= 1972–73 MJHL season =

Manitoba ice hockey season

==Champion==
On April 1, 1973, before a capacity crowd at St. James, the Portage Terriers captured the Turnbull Memorial Trophy as MJHL Champs. On April 18, 1973, the Terriers were declared winners of the Anavet Cup after the Humboldt Broncos of the Saskatchewan Junior Hockey League withdrew from the series. On May 3, 1973, in Portage, the Terriers won the Abbott Cup advancing to the national final by defeating the Penticton Broncos of the British Columbia Hockey League. At the Winnipeg Arena on May 14, 1973, the Portage Terriers were crowned national champs defeating the Pembroke Lumber Kings of the Central Junior A Hockey League to claim the Centennial Cup.

==League notes==
The 1973 Portage Terriers were inducted into the Manitoba Hockey Hall of Fame.

-- Provided data --

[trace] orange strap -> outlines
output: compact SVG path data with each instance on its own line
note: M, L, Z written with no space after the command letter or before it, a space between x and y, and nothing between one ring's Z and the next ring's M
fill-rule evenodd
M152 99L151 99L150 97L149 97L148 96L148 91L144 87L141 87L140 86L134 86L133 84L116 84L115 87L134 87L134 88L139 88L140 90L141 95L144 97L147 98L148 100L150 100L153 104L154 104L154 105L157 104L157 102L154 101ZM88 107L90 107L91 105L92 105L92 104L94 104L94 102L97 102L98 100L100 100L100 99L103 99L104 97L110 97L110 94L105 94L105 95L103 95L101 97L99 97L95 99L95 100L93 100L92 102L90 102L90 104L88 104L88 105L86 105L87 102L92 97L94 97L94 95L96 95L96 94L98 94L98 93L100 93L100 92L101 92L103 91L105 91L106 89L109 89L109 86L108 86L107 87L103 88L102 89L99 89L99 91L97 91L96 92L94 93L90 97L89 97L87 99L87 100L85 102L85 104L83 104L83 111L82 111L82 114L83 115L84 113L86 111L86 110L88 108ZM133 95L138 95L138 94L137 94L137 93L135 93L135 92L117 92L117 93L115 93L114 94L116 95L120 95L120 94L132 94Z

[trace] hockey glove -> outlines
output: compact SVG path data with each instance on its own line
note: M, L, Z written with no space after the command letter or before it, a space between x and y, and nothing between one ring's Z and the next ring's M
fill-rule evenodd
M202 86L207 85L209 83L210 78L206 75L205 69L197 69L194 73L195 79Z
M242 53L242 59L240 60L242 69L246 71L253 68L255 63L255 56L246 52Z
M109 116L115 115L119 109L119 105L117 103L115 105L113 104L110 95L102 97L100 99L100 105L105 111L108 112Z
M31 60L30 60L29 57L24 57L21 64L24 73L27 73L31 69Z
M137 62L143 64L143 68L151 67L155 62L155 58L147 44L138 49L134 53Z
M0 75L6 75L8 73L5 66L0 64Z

--

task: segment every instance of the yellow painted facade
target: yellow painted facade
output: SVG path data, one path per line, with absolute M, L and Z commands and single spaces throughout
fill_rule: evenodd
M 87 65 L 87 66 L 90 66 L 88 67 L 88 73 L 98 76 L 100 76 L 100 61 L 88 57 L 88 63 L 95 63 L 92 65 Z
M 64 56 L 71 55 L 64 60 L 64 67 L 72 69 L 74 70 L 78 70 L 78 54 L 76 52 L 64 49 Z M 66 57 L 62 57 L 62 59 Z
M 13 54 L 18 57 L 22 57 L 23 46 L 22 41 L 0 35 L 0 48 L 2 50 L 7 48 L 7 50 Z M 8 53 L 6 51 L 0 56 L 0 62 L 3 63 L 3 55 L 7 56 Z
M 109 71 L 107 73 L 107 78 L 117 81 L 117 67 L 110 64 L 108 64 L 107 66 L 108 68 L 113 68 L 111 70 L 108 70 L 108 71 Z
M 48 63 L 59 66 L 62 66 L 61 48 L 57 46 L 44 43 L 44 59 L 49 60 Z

-- What to do --
Answer these questions about the 1972–73 MJHL season text.
1. Which team withdrew from the Anavet Cup series?
2. Which trophy did the Portage Terriers claim at the Winnipeg Arena on May 14, 1973?
3. Into which hall of fame were the 1973 Portage Terriers inducted?

-- Written solution --
1. The Humboldt Broncos of the Saskatchewan Junior Hockey League.
2. The Centennial Cup.
3. The Manitoba Hockey Hall of Fame.